[SET TASK A]:
Among the entries below, reproduce word for word the stretch from the line containing "Tag each instance of the autumn" through the line containing "<point>401,263</point>", with both of those lines included.

[EXTRACT TO READ]:
In Brady v. Maryland (1963), the US Supreme Court established that a prosecutor’s suppression of evidence, favourable to the accused, violates due process, regardless of whether the suppression was intentional or inadvertent.

Such evidence—known as Brady material—includes any information that is exculpatory or could impeach the credibility of prosecution witnesses.

The court’s findings centred on two major Brady violations—the Commonwealth or state government’s suppression of handwritten FBI measurements of the bullet hole in the victim’s skull and the Neutron Activation Analysis (NAA) data that contradicted the prosecution’s forensic theory.

The Brady case “makes it clear that the due process rights of the accused are violated if the government fails to disclose before trial, either intentionally or inadvertently, the existence of material evidence favourable to the defence”.

The court also noted, “There are three necessary components that demonstrate a violation of the Brady strictures: the evidence was favourable to the accused, either because it is exculpatory or because it impeaches; the evidence was suppressed by the prosecution, either willfully or inadvertently; and prejudice ensued.”

Ultimately, the court agreed with Vedam that “failure to disclose this information is a Brady violation”. Both pieces of evidence that directly undermined the state’s claim that a .25 calibre handgun caused the fatal wound were, for decades, withheld from the defence. From prison, Vedam had maintained his innocence and continued to appeal against his conviction on circumstantial evidence.

In Napue v. Illinois (1959), the US Supreme Court ruled that a conviction obtained through false testimony—known by the prosecution as false—violates due process, even if the falsehood goes only to the credibility of a witness.

This principle was reaffirmed and expanded in later rulings, including Glossip v. Oklahoma (2015), which underscored that prosecutors have a duty not only to avoid presenting false evidence but also to correct any misleading testimony once it becomes known.

Judge Grine noted that the “Commonwealth’s failure to comply with its obligations under Brady and Napue/Glossip regarding the FBI measurements and its Brady obligations regarding the NAA data” entitled Vedam to a new trial.

The court described the Commonwealth’s conduct as a “gross distortion of the Brady doctrine”.

Revelations in FBI note

One of the most striking findings of the court concerned a handwritten FBI note—suppressed for decades—that documented precise measurements of the bullet hole in the victim’s skull.

At the 1988 trial, FBI Agent Albrecht, a key prosecution witness, testified that he had measured the skull hole and found nothing inconsistent with a .25 calibre bullet. However, the FBI’s own handwritten measurements, not disclosed until January 2024, showed that the hole was smaller than the standard size of such a bullet.

The court found that the standard size of a .25 calibre bullet is 6.35 millimetres, while the hole in the skull measured between 5.9 and 6.1 millimetres, so a .25 calibre bullet could not have caused the wound.

“The suppressed evidence would have significantly bolstered the defence’s argument that a .25 calibre gun could not have been the murder weapon,” the court observed.

The court also held that Agent Albrecht’s false assurance of consistency violated due process under Napue v. Illinois and Glossip v. Oklahoma, as the prosecution had been aware of the actual measurements but allowed the misleading testimony to stand.

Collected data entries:
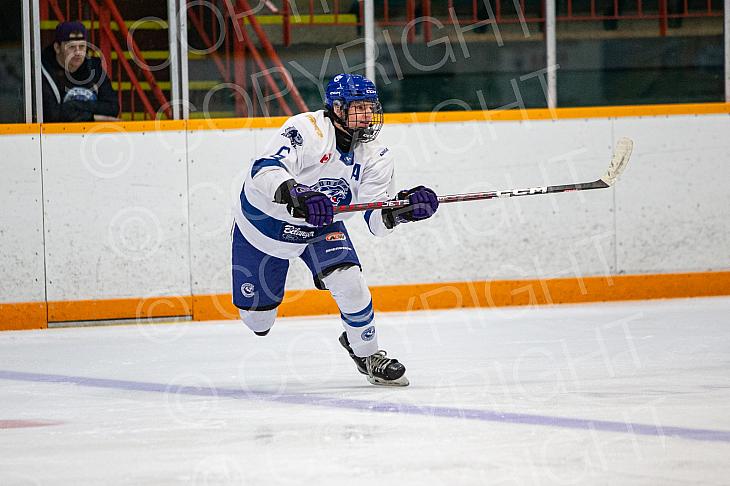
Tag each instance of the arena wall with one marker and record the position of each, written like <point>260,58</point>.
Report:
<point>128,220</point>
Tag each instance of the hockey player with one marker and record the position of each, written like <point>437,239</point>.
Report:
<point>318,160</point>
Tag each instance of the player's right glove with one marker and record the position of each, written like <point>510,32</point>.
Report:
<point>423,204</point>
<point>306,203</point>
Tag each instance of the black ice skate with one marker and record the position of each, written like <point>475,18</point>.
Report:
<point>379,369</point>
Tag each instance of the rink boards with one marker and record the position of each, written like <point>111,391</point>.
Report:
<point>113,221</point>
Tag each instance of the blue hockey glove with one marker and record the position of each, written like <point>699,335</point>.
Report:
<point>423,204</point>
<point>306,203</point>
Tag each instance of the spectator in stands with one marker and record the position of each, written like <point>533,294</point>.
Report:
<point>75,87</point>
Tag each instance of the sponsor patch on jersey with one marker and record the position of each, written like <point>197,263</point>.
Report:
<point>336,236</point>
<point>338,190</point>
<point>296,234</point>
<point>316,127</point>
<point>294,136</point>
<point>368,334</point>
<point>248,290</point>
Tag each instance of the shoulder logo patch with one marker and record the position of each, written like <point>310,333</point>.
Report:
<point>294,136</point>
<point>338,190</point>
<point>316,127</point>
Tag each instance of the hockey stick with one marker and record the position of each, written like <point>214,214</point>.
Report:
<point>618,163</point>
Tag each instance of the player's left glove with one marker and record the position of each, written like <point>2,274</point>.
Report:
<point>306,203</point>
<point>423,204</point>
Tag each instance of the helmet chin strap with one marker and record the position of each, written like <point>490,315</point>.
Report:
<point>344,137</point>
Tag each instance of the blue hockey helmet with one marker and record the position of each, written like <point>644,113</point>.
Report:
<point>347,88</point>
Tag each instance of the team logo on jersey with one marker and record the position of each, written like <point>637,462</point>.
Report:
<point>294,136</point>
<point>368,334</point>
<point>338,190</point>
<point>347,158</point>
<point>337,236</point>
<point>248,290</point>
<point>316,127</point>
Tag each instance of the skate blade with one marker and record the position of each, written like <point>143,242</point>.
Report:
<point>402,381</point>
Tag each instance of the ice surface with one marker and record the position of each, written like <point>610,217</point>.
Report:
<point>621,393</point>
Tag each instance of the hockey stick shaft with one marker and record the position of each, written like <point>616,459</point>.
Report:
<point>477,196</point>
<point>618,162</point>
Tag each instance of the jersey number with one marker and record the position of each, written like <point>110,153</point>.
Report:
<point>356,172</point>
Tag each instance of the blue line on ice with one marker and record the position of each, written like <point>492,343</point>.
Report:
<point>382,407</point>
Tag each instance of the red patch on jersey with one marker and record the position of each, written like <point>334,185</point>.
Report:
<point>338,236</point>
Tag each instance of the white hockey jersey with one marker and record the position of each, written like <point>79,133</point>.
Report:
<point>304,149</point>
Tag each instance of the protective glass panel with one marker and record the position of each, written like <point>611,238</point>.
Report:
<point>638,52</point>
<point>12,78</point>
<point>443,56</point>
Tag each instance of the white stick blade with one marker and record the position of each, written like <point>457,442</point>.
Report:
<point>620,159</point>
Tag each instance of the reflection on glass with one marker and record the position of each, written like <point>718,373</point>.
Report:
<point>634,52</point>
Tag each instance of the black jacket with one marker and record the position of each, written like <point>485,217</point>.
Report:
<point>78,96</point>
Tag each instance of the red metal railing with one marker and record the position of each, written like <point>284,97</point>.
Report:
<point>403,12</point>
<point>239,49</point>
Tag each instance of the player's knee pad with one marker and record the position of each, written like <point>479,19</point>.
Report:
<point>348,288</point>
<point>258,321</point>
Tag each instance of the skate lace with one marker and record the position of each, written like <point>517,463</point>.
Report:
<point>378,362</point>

* * *

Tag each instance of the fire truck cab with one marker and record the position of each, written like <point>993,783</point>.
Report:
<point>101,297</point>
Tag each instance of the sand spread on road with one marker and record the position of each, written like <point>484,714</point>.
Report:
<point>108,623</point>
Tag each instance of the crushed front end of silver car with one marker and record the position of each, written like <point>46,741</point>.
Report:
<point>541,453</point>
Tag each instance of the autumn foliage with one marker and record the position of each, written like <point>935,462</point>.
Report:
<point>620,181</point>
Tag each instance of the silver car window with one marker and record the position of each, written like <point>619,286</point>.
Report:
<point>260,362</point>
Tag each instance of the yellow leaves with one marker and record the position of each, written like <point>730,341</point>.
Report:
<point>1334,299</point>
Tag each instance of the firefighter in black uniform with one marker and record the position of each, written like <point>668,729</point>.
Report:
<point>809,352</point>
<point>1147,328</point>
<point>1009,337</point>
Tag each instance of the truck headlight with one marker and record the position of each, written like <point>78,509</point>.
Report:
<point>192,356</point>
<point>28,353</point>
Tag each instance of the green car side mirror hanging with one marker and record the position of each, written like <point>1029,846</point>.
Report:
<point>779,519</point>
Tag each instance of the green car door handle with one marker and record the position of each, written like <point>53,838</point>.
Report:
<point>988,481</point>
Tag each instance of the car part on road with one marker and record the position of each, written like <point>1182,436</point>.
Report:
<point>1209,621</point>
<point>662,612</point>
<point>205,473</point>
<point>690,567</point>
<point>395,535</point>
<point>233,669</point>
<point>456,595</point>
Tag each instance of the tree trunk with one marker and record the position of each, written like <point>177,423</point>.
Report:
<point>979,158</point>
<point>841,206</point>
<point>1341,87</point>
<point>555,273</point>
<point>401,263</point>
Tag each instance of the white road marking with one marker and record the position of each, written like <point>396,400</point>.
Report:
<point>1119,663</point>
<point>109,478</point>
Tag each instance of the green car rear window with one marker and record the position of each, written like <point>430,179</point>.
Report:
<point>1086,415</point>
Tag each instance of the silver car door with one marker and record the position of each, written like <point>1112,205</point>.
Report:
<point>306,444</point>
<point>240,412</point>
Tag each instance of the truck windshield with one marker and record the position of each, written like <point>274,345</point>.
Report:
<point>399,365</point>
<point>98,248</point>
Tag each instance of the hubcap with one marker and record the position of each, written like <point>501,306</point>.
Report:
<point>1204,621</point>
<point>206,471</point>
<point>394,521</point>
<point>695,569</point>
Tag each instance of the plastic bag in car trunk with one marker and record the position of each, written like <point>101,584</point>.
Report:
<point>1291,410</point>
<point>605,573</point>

[SET TASK B]:
Name every US Supreme Court case cited in the passage on the Vedam ruling above, along with the year the passage gives for each.

[COMPLETE OUTPUT A]:
Tag each instance of the autumn foliage with one marker and record the position of each, written like <point>935,462</point>.
Report:
<point>620,181</point>
Tag each instance of the silver car window with one marker and record the position of each, written like <point>619,286</point>.
Report:
<point>260,362</point>
Tag each instance of the yellow leaves with one marker and record the position of each, written like <point>730,341</point>.
Report:
<point>1334,299</point>
Tag each instance of the firefighter in black uniform with one marker and record the position of each, written like <point>668,729</point>.
Report:
<point>809,352</point>
<point>1147,328</point>
<point>1009,337</point>
Tag each instance of the truck headlight with one marker and record the position of each, written like <point>78,509</point>.
Report:
<point>192,356</point>
<point>28,353</point>
Tag each instance of the green car side mirror hanging with one marker and record the position of each, written like <point>1029,846</point>.
Report:
<point>779,519</point>
Tag each instance of the green car door handle with one marker and record the position of each, written like <point>53,838</point>.
Report:
<point>988,481</point>
Tag each instance of the car part on road with one marker and record the position of each, written like <point>1182,436</point>.
Report:
<point>1209,621</point>
<point>662,612</point>
<point>205,473</point>
<point>690,567</point>
<point>395,535</point>
<point>233,669</point>
<point>456,595</point>
Tag each instance of the tree trunk with one marker and record the position of each, written like <point>177,423</point>.
Report:
<point>979,158</point>
<point>841,206</point>
<point>1341,87</point>
<point>555,273</point>
<point>401,263</point>

[COMPLETE OUTPUT B]:
Brady v. Maryland (1963)
Napue v. Illinois (1959)
Glossip v. Oklahoma (2015)